Region pointing data
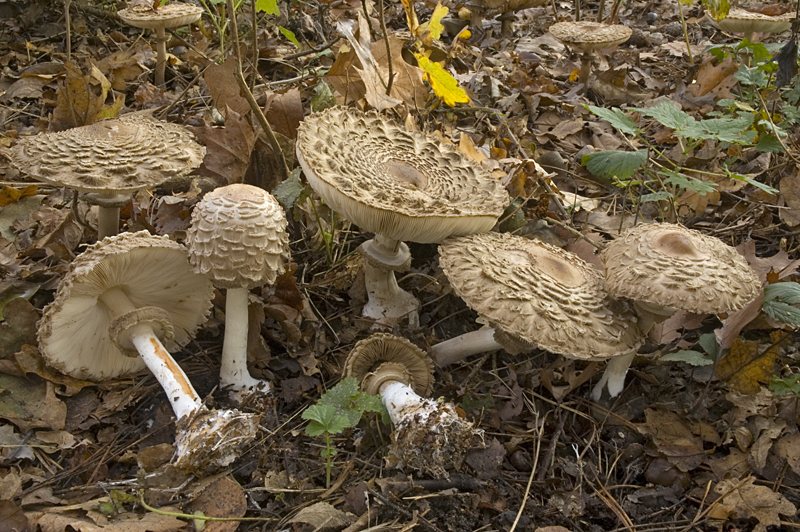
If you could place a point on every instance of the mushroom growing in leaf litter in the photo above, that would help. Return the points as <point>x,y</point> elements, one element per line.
<point>238,239</point>
<point>400,185</point>
<point>428,435</point>
<point>123,303</point>
<point>172,15</point>
<point>587,37</point>
<point>110,160</point>
<point>664,267</point>
<point>534,295</point>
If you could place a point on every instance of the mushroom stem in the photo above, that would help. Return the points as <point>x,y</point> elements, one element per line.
<point>161,55</point>
<point>170,376</point>
<point>233,373</point>
<point>387,302</point>
<point>107,222</point>
<point>468,344</point>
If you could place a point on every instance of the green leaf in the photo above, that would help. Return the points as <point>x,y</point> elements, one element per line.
<point>614,164</point>
<point>323,97</point>
<point>687,182</point>
<point>616,118</point>
<point>290,191</point>
<point>718,9</point>
<point>693,358</point>
<point>289,35</point>
<point>269,7</point>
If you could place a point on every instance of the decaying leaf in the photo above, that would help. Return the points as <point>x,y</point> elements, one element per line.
<point>743,499</point>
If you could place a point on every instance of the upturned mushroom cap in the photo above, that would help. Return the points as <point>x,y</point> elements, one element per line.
<point>587,36</point>
<point>238,237</point>
<point>403,185</point>
<point>669,265</point>
<point>391,353</point>
<point>539,294</point>
<point>743,21</point>
<point>120,155</point>
<point>172,15</point>
<point>74,332</point>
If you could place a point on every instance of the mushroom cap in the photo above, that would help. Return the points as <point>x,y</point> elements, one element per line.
<point>387,352</point>
<point>743,21</point>
<point>404,185</point>
<point>672,266</point>
<point>238,237</point>
<point>153,271</point>
<point>125,154</point>
<point>587,36</point>
<point>172,15</point>
<point>541,295</point>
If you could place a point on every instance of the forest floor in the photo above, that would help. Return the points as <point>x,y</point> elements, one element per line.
<point>689,445</point>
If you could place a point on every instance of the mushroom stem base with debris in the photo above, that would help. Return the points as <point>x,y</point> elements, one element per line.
<point>233,374</point>
<point>468,344</point>
<point>428,436</point>
<point>388,303</point>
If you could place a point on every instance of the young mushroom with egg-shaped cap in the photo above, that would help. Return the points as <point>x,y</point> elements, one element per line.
<point>586,37</point>
<point>172,15</point>
<point>400,185</point>
<point>748,22</point>
<point>428,435</point>
<point>238,239</point>
<point>110,160</point>
<point>122,300</point>
<point>665,267</point>
<point>535,295</point>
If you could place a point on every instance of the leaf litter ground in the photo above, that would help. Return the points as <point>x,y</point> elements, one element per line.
<point>687,446</point>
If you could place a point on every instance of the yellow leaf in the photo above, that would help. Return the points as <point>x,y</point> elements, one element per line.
<point>443,84</point>
<point>744,368</point>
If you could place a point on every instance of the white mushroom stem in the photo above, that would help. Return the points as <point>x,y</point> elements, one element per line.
<point>161,55</point>
<point>233,373</point>
<point>468,344</point>
<point>170,376</point>
<point>387,302</point>
<point>107,222</point>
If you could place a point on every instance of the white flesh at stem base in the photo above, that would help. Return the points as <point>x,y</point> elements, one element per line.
<point>170,376</point>
<point>468,344</point>
<point>233,373</point>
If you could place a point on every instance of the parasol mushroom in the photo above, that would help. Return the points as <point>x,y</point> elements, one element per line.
<point>400,185</point>
<point>535,295</point>
<point>742,21</point>
<point>587,37</point>
<point>172,15</point>
<point>238,239</point>
<point>123,303</point>
<point>428,435</point>
<point>110,160</point>
<point>664,267</point>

- Required work:
Please repeat all of the data exactly, excluding images.

- Solution for this problem:
If you could place a point on every instance of the mushroom growing in leaf litter in the photo above, that would help. Return the points as <point>x,y</point> elements, one element per line.
<point>238,239</point>
<point>400,185</point>
<point>428,435</point>
<point>123,303</point>
<point>172,15</point>
<point>587,37</point>
<point>110,160</point>
<point>664,267</point>
<point>534,295</point>
If you could place a point on every instance of the mushroom stem in the photo above, that would help. Return the points as <point>x,y</point> elements, one element per line.
<point>161,55</point>
<point>170,376</point>
<point>233,373</point>
<point>387,302</point>
<point>107,222</point>
<point>468,344</point>
If you could place a point on every instance of the green leaf in the photo above, that would help. Return the points as <point>x,y</point> elements, one element per line.
<point>614,164</point>
<point>323,97</point>
<point>687,182</point>
<point>616,118</point>
<point>290,191</point>
<point>718,9</point>
<point>693,358</point>
<point>289,35</point>
<point>269,7</point>
If you could place a point on every instance of the decaying leaf in the photo above, that would help. Return the points as <point>x,y</point> elements, one element per line.
<point>743,499</point>
If you could place a point on every instance of the upturned mushroom cap in the photo above, that would help. Return the points as <point>x,y</point> elements, one element per line.
<point>587,36</point>
<point>238,237</point>
<point>403,185</point>
<point>669,265</point>
<point>391,353</point>
<point>539,294</point>
<point>743,21</point>
<point>120,155</point>
<point>172,15</point>
<point>74,332</point>
If you could place a point on every instance of the mushroom cap in the photo above, that would help. Return the points as <point>x,y</point> elements, one element per line.
<point>387,352</point>
<point>743,21</point>
<point>404,185</point>
<point>672,266</point>
<point>238,237</point>
<point>153,271</point>
<point>125,154</point>
<point>587,36</point>
<point>172,15</point>
<point>541,295</point>
If you could place a point on every instance of the forest floor in the photo above, that would help. Return the points as <point>x,y</point> elements, one element per line.
<point>689,445</point>
If you could place a point on every instance of the mushroom stem base with debris in the photo above, that would help. Return the points as <point>x,y</point> elements, one element per line.
<point>233,374</point>
<point>468,344</point>
<point>428,436</point>
<point>388,303</point>
If you could place a point on every instance of the young mushroom with egg-shaped cap in the photo above, that would help. Return the points as <point>x,y</point> elements, one element per line.
<point>586,37</point>
<point>172,15</point>
<point>400,185</point>
<point>748,22</point>
<point>428,435</point>
<point>238,239</point>
<point>110,160</point>
<point>122,300</point>
<point>665,267</point>
<point>535,295</point>
If you could place a point on every instance of the leaf litter ground in the photo above, that would help. Return the points as <point>x,y</point> elements, one element per line.
<point>687,446</point>
If you could place a point on every instance of the yellow leaf in the photo above, that would help. Return the points as <point>x,y</point> elements, one element per line.
<point>443,84</point>
<point>744,368</point>
If you could place a point on every instance of the white mushroom stem in the photo above, that would help. Return the points as <point>x,y</point> elements, one element per line.
<point>161,55</point>
<point>233,373</point>
<point>468,344</point>
<point>170,376</point>
<point>387,302</point>
<point>107,222</point>
If you could place a point on every instance of the white flesh at stem base in the photo above, that would help. Return the points as <point>x,y</point> elements, one element per line.
<point>170,376</point>
<point>468,344</point>
<point>233,373</point>
If you could place a point on every instance of the parasol mushroom in the photo above, that would help. Return the points as <point>x,y</point> elements, one element per line.
<point>400,185</point>
<point>535,295</point>
<point>742,21</point>
<point>587,37</point>
<point>172,15</point>
<point>238,239</point>
<point>123,303</point>
<point>428,435</point>
<point>110,160</point>
<point>664,267</point>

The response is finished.